→ Activité 1: Reproduisez la partie du passage choisi qui commence par « Une offensive surprise » et se poursuit jusqu'à « de sa famille. ».
→ Activité 2: D'après le passage choisi, à quelle date Bachar Assad a-t-il fui la République arabe syrienne ?
→ Activité 3: Indiquez si chacune des affirmations suivantes concorde avec le passage choisi, en justifiant chaque réponse par les mots exacts du texte : (a) Antonio Guterres a jugé insurmontables les défis à venir ; (b) les forces rebelles se sont emparées de la capitale Damas ; (c) la famille Assad a régné pendant moins de trente ans.

***** Passage choisi

NEW YORK : Les efforts pour guérir les "profondes divisions" de la Syrie seront longs et ardus mais les défis à venir ne sont "pas insurmontables", a déclaré dimanche le Secrétaire général de l'ONU, Antonio Guterres, à l'occasion du premier anniversaire de la chute du régime Assad.

Une offensive surprise menée par une coalition de forces rebelles dirigées par Hayat Tahrir al-Sham et des milices alliées a rapidement balayé les zones tenues par le régime à la fin du mois de novembre 2024. En l'espace de quelques jours, elles se sont emparées de villes clés et ont finalement capturé la capitale Damas.

Le 8 décembre de l'année dernière, alors que les défenses du régime s'effondraient presque du jour au lendemain, le président de l'époque, Bachar Assad, a fui la République arabe syrienne, mettant fin à plus de 50 ans de règne brutal de sa famille.

"Aujourd'hui, un an s'est écoulé depuis la chute du gouvernement Assad et la fin d'un système de répression vieux de plusieurs décennies", a déclaré M. Guterres, saluant la "résilience et le courage" des Syriens "qui n'ont jamais cessé de nourrir l'espoir en dépit d'épreuves inimaginables".

Il a ajouté que cet anniversaire était à la fois un moment de réflexion sur les sacrifices consentis en vue d'un "changement historique" et un rappel du chemin difficile qui reste à parcourir pour le pays.

"Ce qui nous attend est bien plus qu'une transition politique ; c'est la chance de reconstruire des communautés brisées et de guérir de profondes divisions", a-t-il déclaré, ajoutant que la transition offre l'occasion de "forger une nation où chaque Syrien - indépendamment de son appartenance ethnique, de sa religion, de son sexe ou de son affiliation politique - peut vivre en sécurité, sur un pied d'égalité et dans la dignité".

**********
***** Extraits des données

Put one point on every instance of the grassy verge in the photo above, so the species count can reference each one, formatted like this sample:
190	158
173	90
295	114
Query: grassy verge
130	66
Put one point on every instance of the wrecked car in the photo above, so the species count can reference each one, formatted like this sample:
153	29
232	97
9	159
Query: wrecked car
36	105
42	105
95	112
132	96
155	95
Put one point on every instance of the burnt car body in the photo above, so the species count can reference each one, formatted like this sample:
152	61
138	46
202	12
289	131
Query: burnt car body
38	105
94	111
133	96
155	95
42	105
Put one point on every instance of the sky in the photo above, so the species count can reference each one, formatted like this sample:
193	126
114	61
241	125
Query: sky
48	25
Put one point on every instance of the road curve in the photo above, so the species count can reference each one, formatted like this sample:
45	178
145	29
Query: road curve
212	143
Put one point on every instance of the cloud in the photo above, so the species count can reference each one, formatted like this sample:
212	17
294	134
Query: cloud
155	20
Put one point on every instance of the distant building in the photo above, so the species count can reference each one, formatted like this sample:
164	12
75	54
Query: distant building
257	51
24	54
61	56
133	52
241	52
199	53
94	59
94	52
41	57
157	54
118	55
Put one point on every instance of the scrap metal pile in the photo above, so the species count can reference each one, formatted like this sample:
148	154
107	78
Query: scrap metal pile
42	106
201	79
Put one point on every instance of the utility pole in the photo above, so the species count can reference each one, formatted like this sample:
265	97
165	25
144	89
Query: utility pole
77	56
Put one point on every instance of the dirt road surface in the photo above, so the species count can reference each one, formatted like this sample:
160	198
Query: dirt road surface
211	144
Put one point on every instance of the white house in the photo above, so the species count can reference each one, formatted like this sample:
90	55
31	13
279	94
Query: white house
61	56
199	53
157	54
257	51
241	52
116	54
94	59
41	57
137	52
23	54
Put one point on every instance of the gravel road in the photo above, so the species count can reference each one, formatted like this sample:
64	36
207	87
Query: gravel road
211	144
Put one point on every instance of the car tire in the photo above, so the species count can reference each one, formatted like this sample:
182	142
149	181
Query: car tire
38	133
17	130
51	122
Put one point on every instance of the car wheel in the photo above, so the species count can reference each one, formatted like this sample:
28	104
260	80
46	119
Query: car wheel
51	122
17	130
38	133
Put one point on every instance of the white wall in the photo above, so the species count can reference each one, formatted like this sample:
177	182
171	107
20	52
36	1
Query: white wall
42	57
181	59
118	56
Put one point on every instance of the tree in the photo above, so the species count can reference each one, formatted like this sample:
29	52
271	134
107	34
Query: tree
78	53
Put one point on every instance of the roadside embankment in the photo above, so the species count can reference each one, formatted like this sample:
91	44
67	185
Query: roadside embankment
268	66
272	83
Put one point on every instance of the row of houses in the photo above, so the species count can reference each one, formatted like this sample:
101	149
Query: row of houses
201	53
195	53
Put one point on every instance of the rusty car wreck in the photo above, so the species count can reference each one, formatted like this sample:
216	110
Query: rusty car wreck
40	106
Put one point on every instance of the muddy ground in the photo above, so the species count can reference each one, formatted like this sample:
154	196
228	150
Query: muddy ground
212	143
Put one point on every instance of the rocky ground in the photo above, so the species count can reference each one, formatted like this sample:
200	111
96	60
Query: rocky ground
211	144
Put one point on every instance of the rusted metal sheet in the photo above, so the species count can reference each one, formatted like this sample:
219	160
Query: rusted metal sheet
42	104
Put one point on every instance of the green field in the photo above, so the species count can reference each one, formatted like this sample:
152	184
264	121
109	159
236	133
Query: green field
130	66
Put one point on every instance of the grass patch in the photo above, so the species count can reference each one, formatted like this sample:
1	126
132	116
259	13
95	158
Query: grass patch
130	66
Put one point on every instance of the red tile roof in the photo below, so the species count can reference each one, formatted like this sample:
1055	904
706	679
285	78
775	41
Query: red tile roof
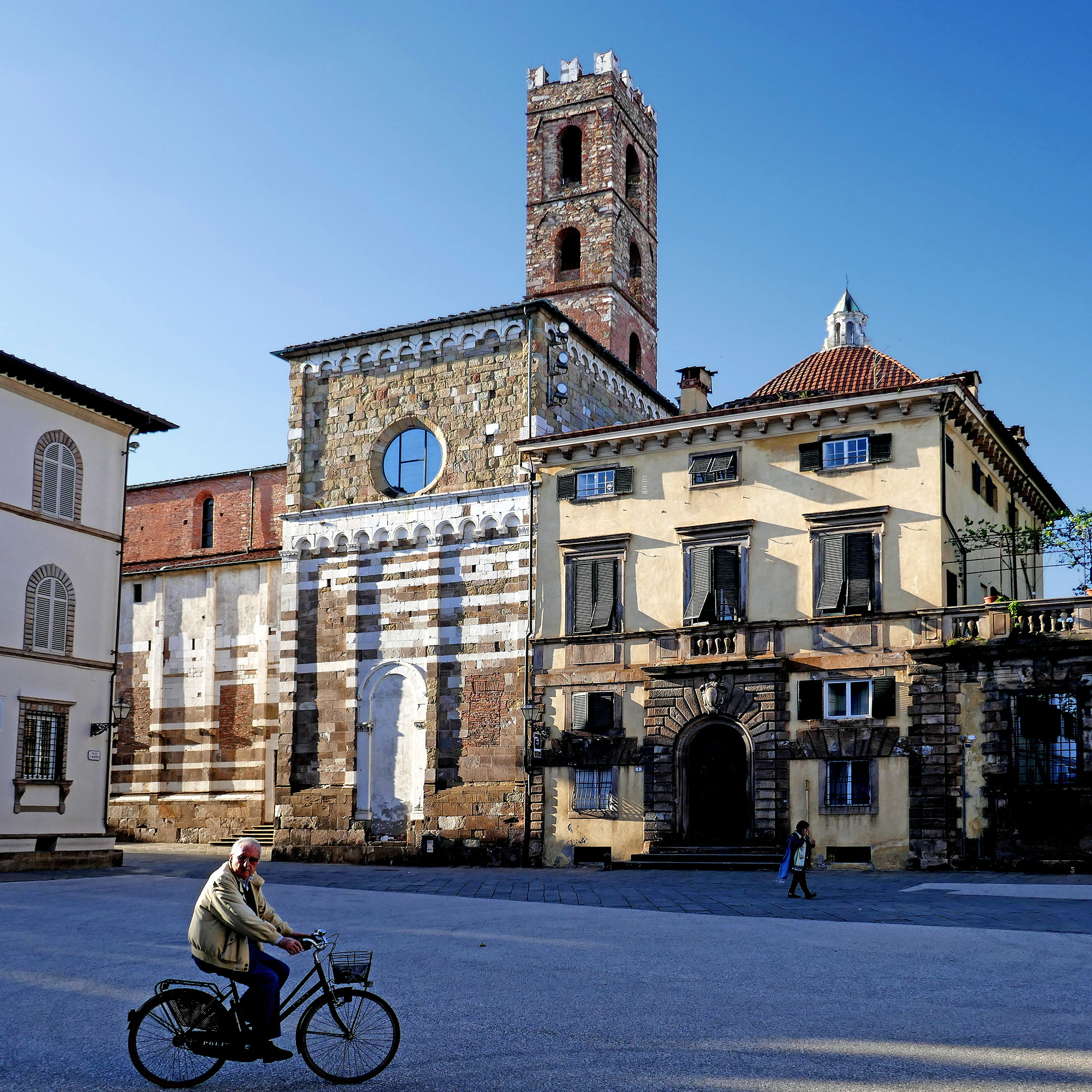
849	370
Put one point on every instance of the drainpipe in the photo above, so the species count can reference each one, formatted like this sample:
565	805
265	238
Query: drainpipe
117	638
944	504
528	689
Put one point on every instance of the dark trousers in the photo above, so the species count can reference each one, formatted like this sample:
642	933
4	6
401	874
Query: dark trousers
800	877
260	1006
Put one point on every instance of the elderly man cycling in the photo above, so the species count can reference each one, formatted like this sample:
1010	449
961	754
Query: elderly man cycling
231	921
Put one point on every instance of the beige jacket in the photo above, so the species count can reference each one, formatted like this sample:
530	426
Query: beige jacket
223	923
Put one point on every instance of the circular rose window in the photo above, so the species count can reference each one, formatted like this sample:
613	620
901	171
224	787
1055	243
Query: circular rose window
412	461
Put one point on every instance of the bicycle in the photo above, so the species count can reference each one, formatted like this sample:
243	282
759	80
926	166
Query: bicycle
184	1034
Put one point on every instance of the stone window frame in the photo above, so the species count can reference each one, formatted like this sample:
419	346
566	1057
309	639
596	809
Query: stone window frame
44	573
844	523
602	548
871	810
64	786
40	453
738	533
618	691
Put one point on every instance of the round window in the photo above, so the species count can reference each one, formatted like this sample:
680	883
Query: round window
412	461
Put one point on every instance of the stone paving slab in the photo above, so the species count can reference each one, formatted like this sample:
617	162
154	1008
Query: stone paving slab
858	896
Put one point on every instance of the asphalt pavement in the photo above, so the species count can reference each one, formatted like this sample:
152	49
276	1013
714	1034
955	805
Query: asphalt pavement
516	983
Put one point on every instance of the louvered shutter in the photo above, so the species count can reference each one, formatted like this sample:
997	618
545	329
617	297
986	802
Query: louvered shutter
833	573
606	594
811	457
43	602
584	596
859	572
51	474
579	713
884	697
727	583
810	701
58	626
880	449
702	563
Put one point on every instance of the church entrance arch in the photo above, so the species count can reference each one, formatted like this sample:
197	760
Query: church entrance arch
716	776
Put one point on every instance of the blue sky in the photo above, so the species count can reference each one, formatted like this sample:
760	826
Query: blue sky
191	186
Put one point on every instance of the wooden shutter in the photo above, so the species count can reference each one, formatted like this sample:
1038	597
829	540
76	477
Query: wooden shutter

**********

→ Réponse à l'activité 1:
Une offensive surprise menée par une coalition de forces rebelles dirigées par Hayat Tahrir al-Sham et des milices alliées a rapidement balayé les zones tenues par le régime à la fin du mois de novembre 2024. En l'espace de quelques jours, elles se sont emparées de villes clés et ont finalement capturé la capitale Damas.

Le 8 décembre de l'année dernière, alors que les défenses du régime s'effondraient presque du jour au lendemain, le président de l'époque, Bachar Assad, a fui la République arabe syrienne, mettant fin à plus de 50 ans de règne brutal de sa famille.

→ Réponse à l'activité 2: Le 8 décembre de l'année dernière.

→ Réponse à l'activité 3:
(a) Non : « les défis à venir ne sont "pas insurmontables" ».
(b) Oui : « ont finalement capturé la capitale Damas ».
(c) Non : « plus de 50 ans de règne brutal de sa famille ».